- _What the exercise asks_
In your reply, write out each entry exactly as given.

== Data to use ==

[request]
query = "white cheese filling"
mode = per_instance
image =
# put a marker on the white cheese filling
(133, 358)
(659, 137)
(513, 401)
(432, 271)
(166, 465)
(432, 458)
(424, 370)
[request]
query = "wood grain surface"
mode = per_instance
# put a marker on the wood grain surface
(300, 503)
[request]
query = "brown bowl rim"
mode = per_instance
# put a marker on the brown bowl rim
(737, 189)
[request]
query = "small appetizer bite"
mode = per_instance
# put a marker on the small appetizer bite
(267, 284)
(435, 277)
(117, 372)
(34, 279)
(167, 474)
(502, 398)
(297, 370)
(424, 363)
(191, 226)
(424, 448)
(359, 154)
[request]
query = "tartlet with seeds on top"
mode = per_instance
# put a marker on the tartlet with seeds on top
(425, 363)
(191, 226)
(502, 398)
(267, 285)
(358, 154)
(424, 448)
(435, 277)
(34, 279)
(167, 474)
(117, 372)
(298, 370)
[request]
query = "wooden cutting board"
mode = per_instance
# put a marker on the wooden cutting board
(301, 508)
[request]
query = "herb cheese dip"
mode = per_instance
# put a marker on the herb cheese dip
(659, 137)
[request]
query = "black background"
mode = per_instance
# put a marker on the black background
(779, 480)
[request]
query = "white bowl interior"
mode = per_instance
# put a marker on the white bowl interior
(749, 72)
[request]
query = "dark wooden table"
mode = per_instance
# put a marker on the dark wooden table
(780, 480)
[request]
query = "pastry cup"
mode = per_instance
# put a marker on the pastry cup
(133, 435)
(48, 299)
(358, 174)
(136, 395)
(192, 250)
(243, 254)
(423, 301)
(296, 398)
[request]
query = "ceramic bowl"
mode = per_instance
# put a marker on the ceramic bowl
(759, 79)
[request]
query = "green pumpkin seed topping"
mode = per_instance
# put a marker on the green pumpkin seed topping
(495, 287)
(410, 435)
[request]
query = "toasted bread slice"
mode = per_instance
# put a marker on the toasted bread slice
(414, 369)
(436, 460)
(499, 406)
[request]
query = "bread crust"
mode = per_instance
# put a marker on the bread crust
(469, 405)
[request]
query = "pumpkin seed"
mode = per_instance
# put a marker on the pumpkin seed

===

- _Answer_
[request]
query = "white cheese filling"
mode = per_instance
image =
# put a marker on the white cheese filling
(133, 358)
(659, 137)
(513, 401)
(432, 271)
(166, 465)
(432, 458)
(424, 370)
[request]
query = "wood grain surface"
mode = per_instance
# put a marker on the wood grain surface
(300, 503)
[request]
query = "brown bowl rim"
mode = per_instance
# put a marker on the brown bowl rim
(737, 189)
[request]
query = "small appetizer bite"
mode = per_instance
# put a marker on the small appetizer bite
(267, 284)
(435, 277)
(117, 372)
(34, 279)
(167, 474)
(502, 398)
(297, 370)
(424, 363)
(191, 226)
(424, 448)
(359, 154)
[request]
query = "tartlet with seeds on top"
mode = per_instance
# put a marker on the tartlet with seeds on top
(425, 363)
(191, 226)
(502, 398)
(267, 285)
(358, 154)
(424, 448)
(435, 277)
(34, 279)
(167, 474)
(117, 372)
(298, 370)
[request]
query = "wooden cutting board"
mode = per_instance
# put a marker on the wooden cutting board
(301, 508)
[request]
query = "herb cheese dip"
mode = per_instance
# put a marker on the herb cheese dip
(659, 137)
[request]
query = "black background"
mode = per_instance
# put a marker on the black background
(779, 480)
[request]
query = "white bowl interior"
mode = per_instance
# put a marker on the white bowl interior
(749, 72)
[request]
query = "dark wooden table"
mode = per_instance
# put a marker on the dark wooden table
(780, 480)
[request]
query = "pastry cup"
mode = per_instance
# put a marker on the pastry cup
(133, 435)
(48, 299)
(358, 174)
(136, 395)
(192, 250)
(243, 254)
(423, 301)
(296, 398)
[request]
query = "ceramic bowl"
mode = per_instance
# put a marker on the ceramic bowl
(759, 79)
[request]
query = "green pumpkin seed topping"
mode = per_instance
# put a marker on the green pumpkin seed topping
(495, 287)
(410, 435)
[request]
query = "toasted bread slice"
mode = per_instance
# put a marker on the toasted bread slice
(414, 369)
(436, 460)
(499, 406)
[request]
query = "bread crust"
mode = per_instance
# put a marker on the bread crust
(469, 405)
[request]
query = "pumpkin seed"
mode = per_instance
# put a marker on the pumpkin seed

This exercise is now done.